- YOUR TASK:
Would you print every line of the listing below verbatim, without changing anything?

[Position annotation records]

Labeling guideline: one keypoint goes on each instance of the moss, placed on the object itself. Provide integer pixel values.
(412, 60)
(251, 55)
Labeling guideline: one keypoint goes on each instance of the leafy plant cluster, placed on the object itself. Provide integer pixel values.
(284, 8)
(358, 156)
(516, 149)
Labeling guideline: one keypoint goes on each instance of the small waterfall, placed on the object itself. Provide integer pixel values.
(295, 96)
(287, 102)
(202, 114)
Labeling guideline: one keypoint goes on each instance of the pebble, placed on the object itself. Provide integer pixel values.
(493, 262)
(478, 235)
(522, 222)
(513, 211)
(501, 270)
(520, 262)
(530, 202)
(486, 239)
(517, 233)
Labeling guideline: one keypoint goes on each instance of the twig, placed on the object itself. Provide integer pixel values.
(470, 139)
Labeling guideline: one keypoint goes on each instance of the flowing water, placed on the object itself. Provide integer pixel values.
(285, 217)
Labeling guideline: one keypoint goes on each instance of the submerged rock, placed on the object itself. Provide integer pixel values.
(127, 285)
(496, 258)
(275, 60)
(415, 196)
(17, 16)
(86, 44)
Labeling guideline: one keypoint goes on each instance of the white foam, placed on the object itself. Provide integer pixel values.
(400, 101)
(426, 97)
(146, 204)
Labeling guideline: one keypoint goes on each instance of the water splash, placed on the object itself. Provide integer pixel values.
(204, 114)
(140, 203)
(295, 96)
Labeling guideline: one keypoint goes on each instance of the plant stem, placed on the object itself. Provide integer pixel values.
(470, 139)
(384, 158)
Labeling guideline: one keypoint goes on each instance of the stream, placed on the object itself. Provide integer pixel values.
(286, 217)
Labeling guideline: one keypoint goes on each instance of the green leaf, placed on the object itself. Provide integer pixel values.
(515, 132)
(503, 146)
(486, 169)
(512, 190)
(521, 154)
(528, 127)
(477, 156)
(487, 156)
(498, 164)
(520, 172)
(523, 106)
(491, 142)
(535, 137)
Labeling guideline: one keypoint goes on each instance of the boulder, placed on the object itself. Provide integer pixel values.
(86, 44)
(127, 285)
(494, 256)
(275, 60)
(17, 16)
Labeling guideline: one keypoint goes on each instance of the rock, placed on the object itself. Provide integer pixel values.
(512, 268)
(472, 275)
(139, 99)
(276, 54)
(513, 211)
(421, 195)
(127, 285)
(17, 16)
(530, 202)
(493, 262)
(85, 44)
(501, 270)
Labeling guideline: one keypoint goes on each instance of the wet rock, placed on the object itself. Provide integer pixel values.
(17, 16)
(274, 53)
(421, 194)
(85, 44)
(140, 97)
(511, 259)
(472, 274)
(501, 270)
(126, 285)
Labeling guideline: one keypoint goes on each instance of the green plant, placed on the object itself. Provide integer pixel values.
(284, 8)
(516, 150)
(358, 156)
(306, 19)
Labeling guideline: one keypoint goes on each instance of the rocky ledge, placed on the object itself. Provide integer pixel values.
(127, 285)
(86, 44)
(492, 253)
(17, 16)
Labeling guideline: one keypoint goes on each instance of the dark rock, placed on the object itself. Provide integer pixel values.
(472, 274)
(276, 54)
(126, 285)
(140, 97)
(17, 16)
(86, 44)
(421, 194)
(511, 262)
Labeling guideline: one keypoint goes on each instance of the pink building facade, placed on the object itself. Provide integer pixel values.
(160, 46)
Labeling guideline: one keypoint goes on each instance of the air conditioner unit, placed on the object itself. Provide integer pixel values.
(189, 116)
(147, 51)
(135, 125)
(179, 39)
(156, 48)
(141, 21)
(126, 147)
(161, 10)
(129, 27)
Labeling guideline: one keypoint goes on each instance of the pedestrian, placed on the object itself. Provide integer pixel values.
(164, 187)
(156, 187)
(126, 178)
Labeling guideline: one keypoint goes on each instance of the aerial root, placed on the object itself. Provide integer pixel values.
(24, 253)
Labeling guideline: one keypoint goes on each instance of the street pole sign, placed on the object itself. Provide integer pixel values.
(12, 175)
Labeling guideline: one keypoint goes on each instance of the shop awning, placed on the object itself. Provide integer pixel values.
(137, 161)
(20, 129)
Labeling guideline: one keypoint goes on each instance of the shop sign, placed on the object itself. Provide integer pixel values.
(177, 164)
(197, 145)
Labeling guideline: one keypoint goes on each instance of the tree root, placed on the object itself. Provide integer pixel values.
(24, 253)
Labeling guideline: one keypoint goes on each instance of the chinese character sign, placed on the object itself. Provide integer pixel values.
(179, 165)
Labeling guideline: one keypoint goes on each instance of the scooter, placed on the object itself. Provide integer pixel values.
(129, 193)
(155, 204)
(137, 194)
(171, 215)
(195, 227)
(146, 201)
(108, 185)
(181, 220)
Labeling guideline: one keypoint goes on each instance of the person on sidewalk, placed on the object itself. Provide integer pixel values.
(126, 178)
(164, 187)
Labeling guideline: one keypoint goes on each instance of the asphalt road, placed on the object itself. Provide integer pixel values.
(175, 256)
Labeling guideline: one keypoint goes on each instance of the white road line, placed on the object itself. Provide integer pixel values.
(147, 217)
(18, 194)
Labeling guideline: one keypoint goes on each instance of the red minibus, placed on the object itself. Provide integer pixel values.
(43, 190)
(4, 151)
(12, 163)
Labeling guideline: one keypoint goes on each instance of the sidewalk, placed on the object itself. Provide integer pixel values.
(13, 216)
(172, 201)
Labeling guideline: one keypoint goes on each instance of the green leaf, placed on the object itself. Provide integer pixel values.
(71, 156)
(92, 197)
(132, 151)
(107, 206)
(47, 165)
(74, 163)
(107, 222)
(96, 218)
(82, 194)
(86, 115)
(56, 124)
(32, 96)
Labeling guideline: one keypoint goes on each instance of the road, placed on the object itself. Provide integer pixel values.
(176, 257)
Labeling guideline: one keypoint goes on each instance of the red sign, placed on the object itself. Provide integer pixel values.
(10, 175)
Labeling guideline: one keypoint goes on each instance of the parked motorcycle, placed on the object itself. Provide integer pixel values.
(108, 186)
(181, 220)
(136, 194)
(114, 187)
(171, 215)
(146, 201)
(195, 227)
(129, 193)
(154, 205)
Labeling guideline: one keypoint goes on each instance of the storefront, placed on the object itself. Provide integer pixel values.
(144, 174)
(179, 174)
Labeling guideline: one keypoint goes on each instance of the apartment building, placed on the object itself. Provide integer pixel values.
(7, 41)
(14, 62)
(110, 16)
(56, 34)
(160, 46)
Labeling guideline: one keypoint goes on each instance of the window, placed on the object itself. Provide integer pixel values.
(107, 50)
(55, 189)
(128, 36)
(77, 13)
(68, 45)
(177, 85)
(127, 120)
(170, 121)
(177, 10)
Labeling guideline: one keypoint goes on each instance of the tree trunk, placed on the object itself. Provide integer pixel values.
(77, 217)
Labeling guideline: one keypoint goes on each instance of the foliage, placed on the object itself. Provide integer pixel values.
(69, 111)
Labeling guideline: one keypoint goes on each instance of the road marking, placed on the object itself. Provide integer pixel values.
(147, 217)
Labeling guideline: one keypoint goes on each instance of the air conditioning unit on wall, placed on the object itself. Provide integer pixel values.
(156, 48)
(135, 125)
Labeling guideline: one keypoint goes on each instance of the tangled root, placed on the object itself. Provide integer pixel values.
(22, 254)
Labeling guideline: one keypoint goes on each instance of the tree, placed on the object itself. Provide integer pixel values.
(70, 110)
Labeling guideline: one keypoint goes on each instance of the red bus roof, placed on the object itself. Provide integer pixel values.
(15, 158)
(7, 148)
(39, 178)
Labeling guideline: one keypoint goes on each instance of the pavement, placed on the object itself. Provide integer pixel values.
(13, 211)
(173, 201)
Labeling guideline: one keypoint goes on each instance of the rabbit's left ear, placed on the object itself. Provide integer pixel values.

- THE RESULT:
Labeling guideline: one keypoint goes on each instance of the moss, placed on the object itself. Provide integer pixel values.
(412, 60)
(251, 55)
Labeling guideline: one keypoint goes on each instance of the leafy plant cluster, placed on the object itself. Provide integer pixel values.
(284, 8)
(358, 156)
(516, 149)
Labeling guideline: one keypoint goes on each instance of the small waterfall, placed on the object itself. Provide integer pixel values.
(295, 96)
(287, 102)
(202, 114)
Labeling guideline: one keypoint goes on each instance of the pebble, placed on the object itself. Provide integer pixel values.
(493, 262)
(478, 235)
(522, 222)
(513, 211)
(501, 270)
(520, 262)
(530, 202)
(486, 239)
(517, 233)
Labeling guideline: one keypoint goes on each instance of the twig, placed on the object itself. Provide integer pixel values.
(470, 139)
Labeling guideline: one keypoint goes on each instance of the flowing water, placed on the object itself. Provide integer pixel values.
(285, 217)
Labeling guideline: one keypoint goes on each instance of the submerged rock, placed on the object itself. Provide integer pixel values.
(127, 285)
(496, 258)
(275, 60)
(415, 196)
(17, 16)
(86, 44)
Labeling guideline: one keypoint goes on each instance of the white foam, placed on the object itself. Provide integer pixel values.
(400, 101)
(426, 97)
(146, 204)
Labeling guideline: one keypoint goes on each instance of the water splash, placed on the object itself. Provide integer pixel values.
(204, 114)
(140, 203)
(295, 96)
Labeling guideline: one keypoint goes on each instance of the plant stem, placed on the object itself. Provide integer pixel values.
(470, 139)
(384, 158)
Labeling guideline: one keypoint goes on each instance of the stream, placed on the object itself. Provide integer pixel values.
(286, 217)
Labeling guideline: one keypoint goes on each instance of the green leaf, placed on the object itself. Provide integer pixel values.
(515, 132)
(503, 146)
(486, 169)
(512, 190)
(521, 154)
(528, 127)
(477, 156)
(487, 156)
(498, 164)
(520, 172)
(523, 106)
(491, 142)
(535, 137)
Labeling guideline: one keypoint goes on each instance of the boulder, placed on the object itself. Provide integer pixel values.
(86, 44)
(127, 285)
(494, 256)
(275, 60)
(17, 16)
Labeling guideline: one keypoint goes on each instance of the rock, placed on the object itself. Provide integer pixel values.
(512, 268)
(472, 275)
(139, 99)
(276, 54)
(513, 211)
(421, 195)
(127, 285)
(17, 16)
(530, 202)
(493, 262)
(85, 44)
(501, 270)
Labeling guideline: one keypoint goes on each instance of the wet rock, placed on the object itself. Provide integer pixel values.
(17, 16)
(274, 53)
(421, 194)
(85, 44)
(140, 97)
(511, 259)
(472, 274)
(501, 270)
(126, 285)
Labeling guideline: one keypoint goes on each instance of the green plant, placed on the object itself. Provide integer pixel values.
(284, 8)
(516, 150)
(358, 156)
(306, 19)
Labeling guideline: one keypoint goes on each instance of the rocky ledge, placed on the object itself. Provide integer pixel values.
(127, 285)
(86, 44)
(492, 253)
(17, 16)
Labeling guideline: one keypoint goes on each instance of the dark rock, placed on the object itself. Provide integer pixel values.
(472, 274)
(276, 54)
(126, 285)
(140, 97)
(17, 16)
(86, 44)
(421, 194)
(511, 262)
Labeling guideline: one keypoint goes on each instance of the pink building facade, placed on the object itself. Provide integer pixel values.
(160, 46)
Labeling guideline: one keypoint goes on each instance of the air conditioner unit, placed on the object itself. Provide integer pixel values.
(189, 116)
(147, 51)
(135, 125)
(179, 39)
(156, 48)
(141, 21)
(126, 147)
(161, 10)
(129, 27)
Labeling guideline: one keypoint goes on each instance of the pedestrian, placed on the object itself. Provide integer pixel values.
(164, 187)
(156, 187)
(126, 178)
Labeling guideline: one keypoint goes on each instance of the aerial root, placed on the object itself. Provide integer pixel values.
(24, 253)
Labeling guideline: one keypoint goes on each instance of the street pole sign, placed on the object itself. Provide integer pixel values.
(12, 175)
Labeling guideline: one keypoint goes on each instance of the shop awning, placed on the object itself. Provide integer pixel values.
(137, 161)
(20, 129)
Labeling guideline: one keypoint goes on each instance of the shop sign, placed on the object itself. Provide integer pixel values.
(177, 164)
(197, 145)
Labeling guideline: one keypoint goes on each instance of the tree root, placed on the object itself. Provide integer pixel values.
(24, 253)
Labeling guideline: one keypoint goes on each instance of the chinese character sign, placed on the object itself. Provide integer pixel values.
(179, 165)
Labeling guideline: one keypoint goes on each instance of the scooter, placed on the object itself. Provide integer pixel values.
(129, 193)
(155, 204)
(137, 194)
(171, 215)
(195, 227)
(146, 201)
(108, 185)
(181, 220)
Labeling guideline: one keypoint goes on each instance of the person on sidewalk, placed on the object itself. Provide integer pixel values.
(126, 178)
(164, 187)
Labeling guideline: one keypoint goes on each instance of the asphalt road, placed on the object itself. Provide integer pixel values.
(175, 256)
Labeling guideline: one keypoint goes on each instance of the white road line, placed on the object itself. Provide integer pixel values.
(147, 217)
(18, 194)
Labeling guideline: one keypoint goes on each instance of the red minibus, placed on the object itself. Provide integer pixel values.
(43, 190)
(4, 151)
(12, 163)
Labeling guideline: one keypoint goes on each instance of the sidewalk, placed on the object itself. Provide integer pixel values.
(13, 216)
(172, 201)
Labeling guideline: one keypoint goes on each instance of the green leaf, placed on the object itself. Provide integer pixel values.
(71, 156)
(92, 197)
(132, 151)
(107, 206)
(47, 165)
(74, 163)
(107, 222)
(96, 218)
(82, 194)
(86, 115)
(56, 124)
(32, 96)
Labeling guideline: one keypoint goes on each instance of the road, placed on the object itself. Provide integer pixel values.
(176, 257)
Labeling guideline: one keypoint goes on each instance of the red sign, placed on the object itself. Provide integer pixel values.
(10, 175)
Labeling guideline: one keypoint goes on each instance of the parked motorcycle, placed on the object itself. Provide integer pixel values.
(108, 186)
(181, 220)
(136, 194)
(114, 187)
(171, 215)
(146, 201)
(195, 227)
(129, 193)
(154, 205)
Labeling guideline: one keypoint goes on each instance of the storefront, placed on the object itself. Provide integer pixel values.
(144, 174)
(179, 174)
Labeling guideline: one keypoint goes on each instance of the apartment building, placed on the object itself. Provide integer pixel values.
(7, 41)
(14, 62)
(110, 16)
(56, 34)
(160, 46)
Labeling guideline: one keypoint goes on each instance of the window, placed on the object itself. Provide integer pixel values.
(107, 50)
(55, 189)
(128, 36)
(77, 13)
(68, 45)
(177, 85)
(127, 120)
(170, 121)
(177, 10)
Labeling guideline: one keypoint goes on each instance of the tree trunk, placed on the object itself. Provide integer pixel values.
(77, 217)
Labeling guideline: one keypoint goes on each instance of the foliage, placed on the object itself. Provide integer pixel values.
(69, 111)
Labeling guideline: one keypoint goes on each instance of the road marking, placed on the object itself. Provide integer pixel values.
(147, 217)
Labeling guideline: one keypoint goes on each instance of the air conditioning unit on wall, placed on the object itself. Provide integer pixel values.
(156, 48)
(135, 125)
Labeling guideline: one keypoint goes on each instance of the tangled root, placed on the object itself. Provide integer pixel values.
(22, 254)
Labeling guideline: one keypoint goes on each instance of the tree, placed on the object itself. Provide integer pixel values.
(70, 110)
Labeling guideline: one keypoint goes on each instance of the red bus roof, placed on the object itself. Provide integer pixel values.
(15, 158)
(7, 148)
(39, 178)
Labeling guideline: one keypoint goes on each instance of the pavement, placed on the object itself. Provide integer pixel values.
(13, 211)
(173, 201)
Labeling guideline: one keypoint goes on each instance of the rabbit's left ear, placed on the object itself. Provide integer pixel values.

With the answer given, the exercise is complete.